__Text section__.
/---
ZebangCheng / Emotion-LLaMA

Emotion-LLaMA: Multimodal Emotion Recognition and Reasoning with Instruction Tuning
BSD 3-Clause "New" or "Revised" License
92 stars 8 forks source link

MERR audio prompt #17

Open xiaoyaoxinyi opened 4 days ago

xiaoyaoxinyi commented 4 days ago

Hello author, I would like to know what prompt you used for extracting audio information with qwen-audio. Thank you.

ZebangCheng commented 1 day ago

Sorry, our server was attacked by a mining virus some time ago, and I forgot to back up the script code related to Qwen-Audio. I can only describe the prompt for extracting audio descriptions from memory.

Initially, we used a relatively simple prompt: You are a voice emotion expert. Please analyze the input audio and tell me the tone or pitch of the speaker in the audio.
\---
__Exercises to complete__.
a – Summarize the Emotion-LLaMA issue thread in two sentences.
b – From the Emotion-LLaMA issue thread, list every repository detail that appears before the issue title "MERR audio prompt #17".
c – Carry on the Emotion-LLaMA issue thread from its last sentence.
The data after this text has nothing to do with it.

__Supplied material__.
/---
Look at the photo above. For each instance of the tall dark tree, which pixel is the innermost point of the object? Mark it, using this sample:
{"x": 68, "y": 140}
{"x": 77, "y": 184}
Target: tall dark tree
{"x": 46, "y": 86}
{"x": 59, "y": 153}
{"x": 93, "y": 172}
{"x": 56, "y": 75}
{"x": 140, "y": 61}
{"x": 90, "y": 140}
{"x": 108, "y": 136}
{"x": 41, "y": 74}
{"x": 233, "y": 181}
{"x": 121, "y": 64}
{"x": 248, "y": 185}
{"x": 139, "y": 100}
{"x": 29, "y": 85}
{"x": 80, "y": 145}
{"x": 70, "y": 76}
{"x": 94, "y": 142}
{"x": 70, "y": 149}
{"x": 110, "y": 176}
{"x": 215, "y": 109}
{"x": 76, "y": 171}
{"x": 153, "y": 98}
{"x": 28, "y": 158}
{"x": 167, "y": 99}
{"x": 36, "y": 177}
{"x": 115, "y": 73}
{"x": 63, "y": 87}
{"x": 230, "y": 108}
\---
__Per-task answers__.
a – A user asks the author what prompt was used to extract audio information with Qwen-Audio. The maintainer explains that the related script code was never backed up before a mining virus attacked their server, and recalls from memory the simple initial prompt: as a voice emotion expert, analyze the input audio and give the speaker's tone or pitch.

b –
- Repository: ZebangCheng / Emotion-LLaMA
- Title: Emotion-LLaMA: Multimodal Emotion Recognition and Reasoning with Instruction Tuning
- License: BSD 3-Clause "New" or "Revised" License
- Stars: 92
- Forks: 8

c –
However, we found that this prompt produced overly simplistic outputs, with Qwen-Audio tending to respond with 'positive' or 'negative.' After several attempts, we finally used the following prompt: You are a voice emotion expert. Please analyze the input audio and determine the tone of the speaker in the video from the following options: [joyful, sad, shocked, fearful, angry, positive, negative, calm, doubtful, dismissive].

Therefore, I suggest you try different prompts to generate the best descriptions.